_Written instruction 1_: From the complementary events page, reproduce word for word the part that opens with the words containing "Theorem: For any" and closes with "is 1: $P(S) = 1$.".
_Written instruction 2_: In Example-2 of the complementary events page, how many blue marbles are in the bag?
_Written instruction 3_: Carry on the text on complementary events from the point where it stops.
··· Text segment ···
Complementary Events: Probability Relationship

In probability, complementary events are two events that together cover all possible outcomes of an experiment, and they do not overlap (i.e., they are mutually exclusive). If we know the probability of an event occurring, we can easily find the probability of that event not occurring, and vice-versa. This is because the sum of the probabilities of an event and its complement must equal 1 (or 100%).

Formulae

The fundamental relationship for complementary events is:

$P(E) + P(\text{not } E) = 1$

Where:

• $P(E)$ represents the probability of event E occurring.
• $P(\text{not } E)$ represents the probability of event E not occurring (also denoted as $P(E’)$ or $P(\overline{E})$).

We can also rewrite the formula to find the probability of the complement:

$P(\text{not } E) = 1 – P(E)$

Examples

Example-1: Suppose you roll a fair six-sided die. Let event E be rolling a ‘2’. Then:

• $P(E) = \frac{1}{6}$ (There is one ‘2’ on a six-sided die).
• $\text{not } E$ is rolling any number *other* than a ‘2’.
• $P(\text{not } E) = \frac{5}{6}$ (There are five other numbers).
• Therefore, $P(E) + P(\text{not } E) = \frac{1}{6} + \frac{5}{6} = 1$.

Example-2: A bag contains 10 marbles: 4 red and 6 blue. Let event E be selecting a red marble.

• $P(E) = \frac{4}{10} = \frac{2}{5}$
• $\text{not } E$ is selecting a blue marble.
• $P(\text{not } E) = \frac{6}{10} = \frac{3}{5}$
• Therefore, $P(E) + P(\text{not } E) = \frac{2}{5} + \frac{3}{5} = 1$.

Theorem with Proof

Theorem: For any event E in a sample space S, the sum of the probability of E and the probability of its complement (not E) is equal to 1.

Proof:

1. Let S be the sample space (the set of all possible outcomes). Then, the total probability of all outcomes in S is 1: $P(S) = 1$.
2. Event E and its complement (not E), denoted as E’, cover the entire sample space S. Every outcome is either in E or in E’ (but not both).
··· Supplied data ···
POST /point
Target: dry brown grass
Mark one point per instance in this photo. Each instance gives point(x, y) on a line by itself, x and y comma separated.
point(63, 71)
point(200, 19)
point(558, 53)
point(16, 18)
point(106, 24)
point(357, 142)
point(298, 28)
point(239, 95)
···
_Expected output 1_:
Theorem: For any event E in a sample space S, the sum of the probability of E and the probability of its complement (not E) is equal to 1.

Proof:

1. Let S be the sample space (the set of all possible outcomes). Then, the total probability of all outcomes in S is 1: $P(S) = 1$.

_Expected output 2_: 6

_Expected output 3_:
3. Since E and E’ are mutually exclusive (they don’t overlap), we can write: $S = E \cup E’$.
4. Therefore, the probability of S is equal to the sum of the probabilities of E and E’: $P(S) = P(E) + P(E’)$.
5. We know that $P(S) = 1$. Substituting this into the previous equation, we get: $1 = P(E) + P(E’)$.
6. Hence, $P(E) + P(\text{not } E) = 1$. Q.E.D.

Common mistakes by students

Common mistakes when dealing with complementary events include:

• Confusing the Event with its Complement: Students sometimes mistakenly identify the event instead of its complement (e.g., thinking “rolling an even number” is the complement of “rolling a 1”).
• Incorrectly Calculating Probability: Students might miscalculate the probability of an event or its complement (e.g., miscounting favorable outcomes).
• Forgetting the Total Probability Rule: Students might struggle to apply the $P(E) + P(\text{not } E) = 1$ rule, especially when the problem isn’t explicitly stated in terms of an event and its complement.

Real Life Application

Complementary events have many real-life applications, including:

• Insurance: Calculating the probability of an event (e.g., a car accident) allows insurance companies to assess the probability of the opposite outcome (e.g., no accident) to determine premiums.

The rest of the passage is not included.